▶ _Text extract_
PJ runs just fine on any computer,
even when running multiple threads;
you simply won't see any parallel speedups.
Leave the parallel machines for final testing.
-
You may log into the paradox and paradise machines
for final testing of your PJ program.
However, depending on how many users are logged in
and what they are doing,
you may not get accurate timing measurements.
-
There is a job queue
for running PJ programs on the parasite machine
to do timing measurements.
The job queue itself runs on the paragon machine,
and the job queue executes one PJ program at a time
on the parasite machine.
This allows one PJ program at a time
have full use of the parasite machine
for more accurate timing measurements.
To use the parallel job queue,
first log into the paragon machine,
then run your program using this command:
java -Dpj.nt=<K> Foo . . .
replacing <K>
with the number of parallel threads.
(Logging into the parasite machine directly
is not allowed.)
-
The time limit for jobs in the job queue is one hour.
If your program runs longer than that,
the job queue will abort your program.
*Including the Comm.init() method call in your program
causes your program to go through the job queue
when you run your program on the paragon machine;
the program itself actually executes on the parasite machine.
When you run your program
on the paradox or paradise machine,
there is no job queue,
and the program executes directly
on the paradox or paradise machine.
Paragon Job Queue
Go to the following web page
to view the paragon job queue status:
http://paragon.cs.rit.edu:8080/
The web page automatically refreshes itself every 20 seconds,
or you can click the "Refresh" button to refresh immediately.
When you run a PJ program
on the paragon machine
using the job queue,
your program may have to wait a while
before the job queue lets it start running.
If you get tired of waiting,
you can kill your program
(e.g., by typing CTRL-C).
This removes your program from the job queue.
Developing Programs for the Cluster Parallel Computer
When developing programs for the cluster parallel computer,
please obey the rules below.
-
In your PJ program (both sequential and parallel programs),
include the lines shown in bold below.
Call the Comm.init() method
first thing in your main program,
after beginning to time the program.
The purpose of the Comm.init() method is explained later.*
import edu.rit.pj.Comm;
public class Foo
{
public static void main
(String[] args)
throws Exception
{
long t = -System.currentTimeMillis();
Comm.init (args);
. . .

▶ _Task instructions_
(1) For each statement about the text on running PJ programs, answer yes or no according to the text, and quote the words that decide it.
(a) Jobs in the job queue have a time limit of two hours.
(b) Users may log into the parasite machine directly.
(c) The job queue status page refreshes itself every 20 seconds.
(2) Answer these questions from the text on running PJ programs.
(a) On which machine does the job queue itself run?
(b) What does the text give as an example of a way to kill a waiting program?
(c) When should the Comm.init() method be called in the main program?
(3) Quote the passage of the text on running PJ programs starting at "PJ runs just" and ending at "for final testing.".

▶ _Information supplied_
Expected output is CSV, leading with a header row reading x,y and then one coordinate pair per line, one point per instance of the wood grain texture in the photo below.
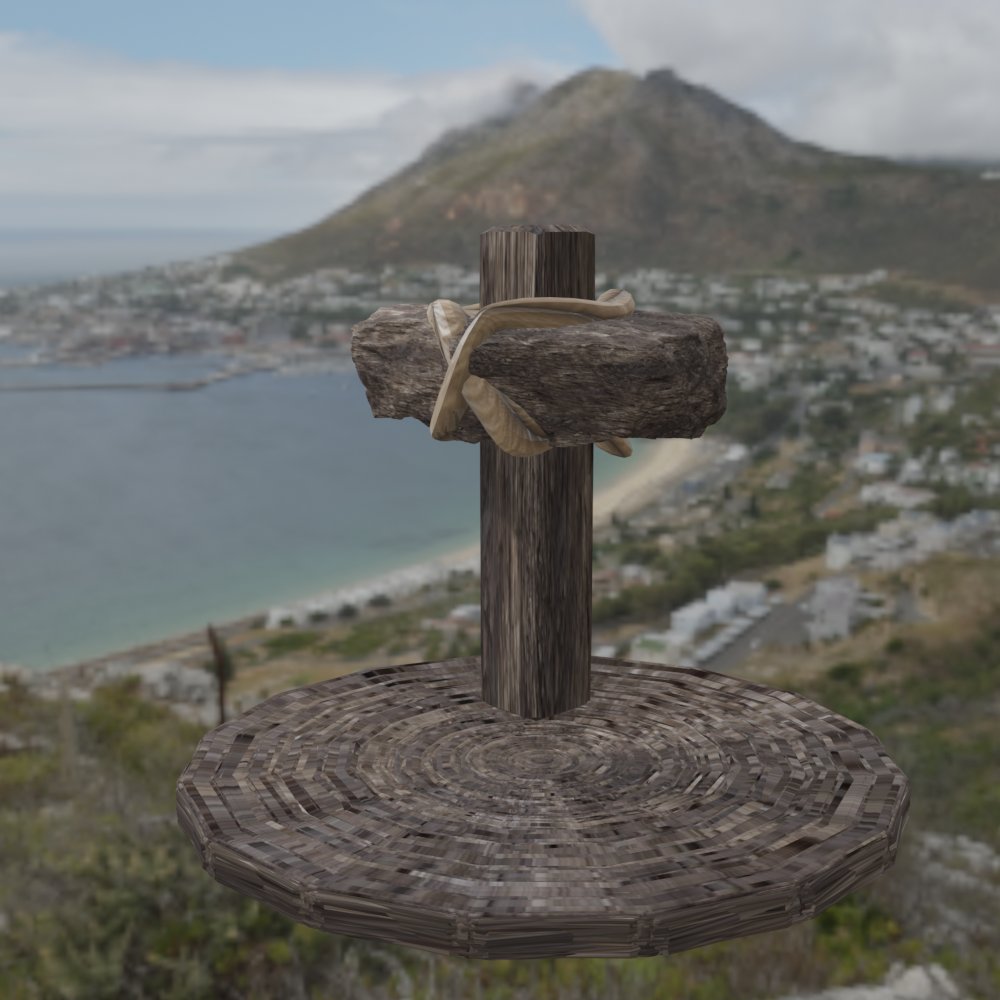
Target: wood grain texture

▶ _Task solutions_
(1)
(a) No: "The time limit for jobs in the job queue is one hour."
(b) No: "Logging into the parasite machine directly is not allowed."
(c) Yes: "The web page automatically refreshes itself every 20 seconds"

(2)
(a) On the paragon machine.
(b) Typing CTRL-C.
(c) First thing in the main program, after beginning to time the program.

(3)
PJ runs just fine on any computer,
even when running multiple threads;
you simply won't see any parallel speedups.
Leave the parallel machines for final testing.